All entries should be printed precisely as written.

◆ Provided data ◆
┌──

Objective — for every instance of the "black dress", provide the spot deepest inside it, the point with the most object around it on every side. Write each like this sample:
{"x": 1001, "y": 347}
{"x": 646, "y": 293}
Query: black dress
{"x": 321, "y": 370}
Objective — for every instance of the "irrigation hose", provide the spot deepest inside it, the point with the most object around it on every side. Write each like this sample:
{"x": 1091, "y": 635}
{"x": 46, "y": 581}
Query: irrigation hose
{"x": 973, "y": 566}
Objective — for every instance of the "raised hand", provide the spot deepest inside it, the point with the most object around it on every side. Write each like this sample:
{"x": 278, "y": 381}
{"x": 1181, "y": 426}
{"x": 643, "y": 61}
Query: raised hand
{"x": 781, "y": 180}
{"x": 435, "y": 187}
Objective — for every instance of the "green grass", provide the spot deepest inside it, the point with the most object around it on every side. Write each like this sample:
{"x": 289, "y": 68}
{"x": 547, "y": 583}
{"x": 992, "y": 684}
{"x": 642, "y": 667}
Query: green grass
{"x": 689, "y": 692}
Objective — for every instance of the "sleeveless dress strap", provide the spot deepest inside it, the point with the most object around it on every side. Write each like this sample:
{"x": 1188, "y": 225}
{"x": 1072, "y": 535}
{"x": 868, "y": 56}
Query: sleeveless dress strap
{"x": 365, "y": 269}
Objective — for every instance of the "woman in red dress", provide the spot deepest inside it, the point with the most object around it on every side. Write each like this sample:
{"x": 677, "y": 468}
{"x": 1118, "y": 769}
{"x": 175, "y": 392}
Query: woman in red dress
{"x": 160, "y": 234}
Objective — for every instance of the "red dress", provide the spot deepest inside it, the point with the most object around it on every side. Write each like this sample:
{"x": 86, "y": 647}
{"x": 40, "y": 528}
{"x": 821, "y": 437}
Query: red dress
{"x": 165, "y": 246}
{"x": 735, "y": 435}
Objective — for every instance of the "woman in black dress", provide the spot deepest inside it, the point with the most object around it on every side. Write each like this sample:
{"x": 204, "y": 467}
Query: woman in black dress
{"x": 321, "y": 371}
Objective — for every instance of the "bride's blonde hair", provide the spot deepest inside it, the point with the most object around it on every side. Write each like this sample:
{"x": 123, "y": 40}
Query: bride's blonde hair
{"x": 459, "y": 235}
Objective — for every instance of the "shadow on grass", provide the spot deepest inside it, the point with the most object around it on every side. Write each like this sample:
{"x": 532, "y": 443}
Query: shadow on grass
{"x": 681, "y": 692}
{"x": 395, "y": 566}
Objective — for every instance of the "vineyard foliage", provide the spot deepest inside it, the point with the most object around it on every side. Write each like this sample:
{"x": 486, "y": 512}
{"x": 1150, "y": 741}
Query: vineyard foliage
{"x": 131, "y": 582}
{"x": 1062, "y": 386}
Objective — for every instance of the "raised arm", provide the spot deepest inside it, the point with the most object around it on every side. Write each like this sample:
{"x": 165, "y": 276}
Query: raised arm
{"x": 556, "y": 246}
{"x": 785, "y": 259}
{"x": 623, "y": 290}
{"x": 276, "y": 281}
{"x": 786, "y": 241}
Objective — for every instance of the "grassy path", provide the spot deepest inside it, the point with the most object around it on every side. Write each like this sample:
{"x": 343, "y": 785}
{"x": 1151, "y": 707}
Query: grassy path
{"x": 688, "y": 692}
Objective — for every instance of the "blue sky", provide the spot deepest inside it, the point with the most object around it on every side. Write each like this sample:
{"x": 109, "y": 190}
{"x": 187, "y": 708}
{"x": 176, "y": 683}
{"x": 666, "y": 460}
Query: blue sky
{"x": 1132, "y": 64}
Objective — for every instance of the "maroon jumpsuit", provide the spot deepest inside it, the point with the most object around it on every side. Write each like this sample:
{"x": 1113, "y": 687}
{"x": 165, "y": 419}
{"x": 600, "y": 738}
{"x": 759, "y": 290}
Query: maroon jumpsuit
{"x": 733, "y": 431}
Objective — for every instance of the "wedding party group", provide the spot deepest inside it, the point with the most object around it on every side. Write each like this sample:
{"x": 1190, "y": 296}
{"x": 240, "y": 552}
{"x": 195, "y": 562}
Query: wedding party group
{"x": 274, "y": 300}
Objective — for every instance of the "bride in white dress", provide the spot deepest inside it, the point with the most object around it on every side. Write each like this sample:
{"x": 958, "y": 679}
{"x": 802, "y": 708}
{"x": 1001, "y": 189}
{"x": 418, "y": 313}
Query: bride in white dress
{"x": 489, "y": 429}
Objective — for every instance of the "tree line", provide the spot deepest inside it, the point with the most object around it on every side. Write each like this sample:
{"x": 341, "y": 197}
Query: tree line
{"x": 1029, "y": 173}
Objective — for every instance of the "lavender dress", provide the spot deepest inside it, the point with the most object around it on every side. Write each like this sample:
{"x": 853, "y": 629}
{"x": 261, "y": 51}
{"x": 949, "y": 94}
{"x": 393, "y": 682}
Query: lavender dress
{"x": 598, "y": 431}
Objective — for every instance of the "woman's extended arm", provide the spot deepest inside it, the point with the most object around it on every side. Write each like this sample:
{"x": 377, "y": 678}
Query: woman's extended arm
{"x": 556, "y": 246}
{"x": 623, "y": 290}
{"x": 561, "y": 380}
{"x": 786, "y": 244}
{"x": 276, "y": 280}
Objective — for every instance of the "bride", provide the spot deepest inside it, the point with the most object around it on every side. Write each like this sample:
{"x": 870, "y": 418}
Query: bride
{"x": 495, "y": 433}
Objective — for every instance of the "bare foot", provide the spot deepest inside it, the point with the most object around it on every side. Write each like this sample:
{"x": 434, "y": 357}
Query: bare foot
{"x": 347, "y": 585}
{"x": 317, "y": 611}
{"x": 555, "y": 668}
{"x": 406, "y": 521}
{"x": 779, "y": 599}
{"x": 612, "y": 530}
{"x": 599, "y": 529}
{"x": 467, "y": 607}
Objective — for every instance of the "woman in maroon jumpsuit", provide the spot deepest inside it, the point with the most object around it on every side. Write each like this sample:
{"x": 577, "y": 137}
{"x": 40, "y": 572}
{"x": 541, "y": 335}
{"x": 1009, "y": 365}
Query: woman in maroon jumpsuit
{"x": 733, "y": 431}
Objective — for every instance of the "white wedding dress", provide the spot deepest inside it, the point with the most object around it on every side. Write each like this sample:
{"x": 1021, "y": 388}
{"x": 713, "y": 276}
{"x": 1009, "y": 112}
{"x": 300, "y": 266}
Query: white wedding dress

└──

◆ Exercise solution ◆
Objective — for every instance of the "black dress", provide the spot deepest inside it, the point with the most object around it on every side. Write each like this sample:
{"x": 1001, "y": 347}
{"x": 646, "y": 293}
Query: black dress
{"x": 321, "y": 370}
Objective — for every instance of the "irrigation hose", provide the spot deepest inside it, the point with the most object around it on every side. Write each like this sample:
{"x": 1091, "y": 635}
{"x": 46, "y": 581}
Query: irrigation hose
{"x": 973, "y": 566}
Objective — for every instance of the "raised hand", provide the spot deepest inside it, the point with the most object around it on every side. Write each like this sample:
{"x": 278, "y": 381}
{"x": 1181, "y": 426}
{"x": 643, "y": 61}
Query: raised hand
{"x": 781, "y": 180}
{"x": 435, "y": 187}
Objective — for every instance of the "green grass", provide the spot deepest inside it, the point with the most object around it on every side. Write each like this sample:
{"x": 289, "y": 68}
{"x": 547, "y": 583}
{"x": 992, "y": 684}
{"x": 642, "y": 667}
Query: green grass
{"x": 689, "y": 692}
Objective — for every instance of the "sleeveless dress strap", provide the spot deepest inside it, the point with the most object around it on every side. Write each like this sample:
{"x": 1188, "y": 225}
{"x": 1072, "y": 535}
{"x": 868, "y": 56}
Query: sleeveless dress strap
{"x": 365, "y": 269}
Objective — for every instance of the "woman in red dress", provide the spot deepest inside it, the point with the most object around it on every side. Write each like this sample:
{"x": 677, "y": 468}
{"x": 1118, "y": 769}
{"x": 175, "y": 392}
Query: woman in red dress
{"x": 160, "y": 234}
Objective — for every instance of the "red dress", provide the spot deepest inside it, the point with the most object around it on every side. Write each like this sample:
{"x": 86, "y": 647}
{"x": 40, "y": 528}
{"x": 821, "y": 437}
Query: red dress
{"x": 165, "y": 246}
{"x": 735, "y": 435}
Objective — for every instance of the "woman in black dress", provide the spot deepest inside it, the point with the most object around it on every side. Write each like this sample:
{"x": 204, "y": 467}
Query: woman in black dress
{"x": 321, "y": 371}
Objective — for every instance of the "bride's blonde hair", provide the spot deepest inside it, the point with the most object around it on every side. Write each like this sample:
{"x": 123, "y": 40}
Query: bride's blonde hair
{"x": 459, "y": 235}
Objective — for every instance of the "shadow on grass", provide the spot deepest inside it, the point with the most object around it on every side. Write each like this sample:
{"x": 532, "y": 443}
Query: shadow on grass
{"x": 681, "y": 692}
{"x": 395, "y": 566}
Objective — for every instance of the "vineyard foliage", provide the spot deepest inside it, the point with the most object around it on every side. Write each like this sample:
{"x": 486, "y": 512}
{"x": 1150, "y": 741}
Query: vineyard foliage
{"x": 131, "y": 582}
{"x": 1062, "y": 386}
Objective — for every instance of the "raised arm", provide the spot deepest inside it, the point with the most object around it on every side. Write each like this sample:
{"x": 165, "y": 276}
Query: raised arm
{"x": 556, "y": 246}
{"x": 785, "y": 259}
{"x": 623, "y": 290}
{"x": 276, "y": 281}
{"x": 786, "y": 241}
Objective — for every instance of the "grassy path", provide the spot deepest inside it, the point with the most object around it on every side. Write each like this sample:
{"x": 343, "y": 785}
{"x": 1151, "y": 707}
Query: grassy path
{"x": 688, "y": 692}
Objective — for every instance of the "blue sky", provide the spot deepest inside it, the point with the most object around it on every side. Write each like this sample:
{"x": 109, "y": 190}
{"x": 187, "y": 708}
{"x": 176, "y": 683}
{"x": 666, "y": 460}
Query: blue sky
{"x": 1132, "y": 64}
Objective — for every instance of the "maroon jumpsuit", provide the spot deepest inside it, the point with the most object around it on every side. Write each like this sample:
{"x": 1113, "y": 687}
{"x": 165, "y": 419}
{"x": 600, "y": 738}
{"x": 759, "y": 290}
Query: maroon jumpsuit
{"x": 733, "y": 431}
Objective — for every instance of the "wedding party group", provide the spot deepest inside it, the point with the most object around it on every side. Write each like this sample:
{"x": 1190, "y": 296}
{"x": 240, "y": 552}
{"x": 195, "y": 562}
Query: wedding party group
{"x": 274, "y": 300}
Objective — for every instance of the "bride in white dress", provide the spot deepest inside it, the point with the most object around it on every side. Write each like this sample:
{"x": 958, "y": 679}
{"x": 802, "y": 708}
{"x": 1001, "y": 189}
{"x": 418, "y": 313}
Query: bride in white dress
{"x": 489, "y": 429}
Objective — for every instance of the "tree line", provide the spot deepest inside it, the point with the most object around it on every side. Write each like this sample:
{"x": 341, "y": 197}
Query: tree line
{"x": 1029, "y": 173}
Objective — for every instance of the "lavender dress", provide the spot deepest inside it, the point with the most object around it on every side. Write each like this sample:
{"x": 853, "y": 629}
{"x": 261, "y": 51}
{"x": 949, "y": 94}
{"x": 393, "y": 682}
Query: lavender dress
{"x": 598, "y": 431}
Objective — for every instance of the "woman's extended arm", provide the spot deepest inside it, the point with the most object around it on every side. Write each like this sample:
{"x": 377, "y": 678}
Query: woman's extended arm
{"x": 556, "y": 246}
{"x": 623, "y": 290}
{"x": 561, "y": 380}
{"x": 786, "y": 244}
{"x": 276, "y": 280}
Objective — for every instance of the "bride", provide the spot deepest inside it, the point with the most object around it on every side. Write each like this sample:
{"x": 870, "y": 418}
Query: bride
{"x": 495, "y": 433}
Objective — for every instance of the "bare foot", provide the spot deepest inside it, the point with the most object around it on every side. Write each like this sample:
{"x": 434, "y": 357}
Query: bare foot
{"x": 347, "y": 585}
{"x": 317, "y": 611}
{"x": 555, "y": 668}
{"x": 406, "y": 521}
{"x": 779, "y": 599}
{"x": 612, "y": 530}
{"x": 599, "y": 529}
{"x": 467, "y": 607}
Objective — for every instance of the "woman in maroon jumpsuit", provide the spot deepest inside it, the point with the most object around it on every side. Write each like this sample:
{"x": 577, "y": 137}
{"x": 40, "y": 572}
{"x": 541, "y": 335}
{"x": 1009, "y": 365}
Query: woman in maroon jumpsuit
{"x": 733, "y": 431}
Objective — for every instance of the "white wedding dress", provide the spot deepest inside it, the point with the most object around it on every side. Write each like this sample:
{"x": 1021, "y": 388}
{"x": 713, "y": 276}
{"x": 1009, "y": 112}
{"x": 300, "y": 266}
Query: white wedding dress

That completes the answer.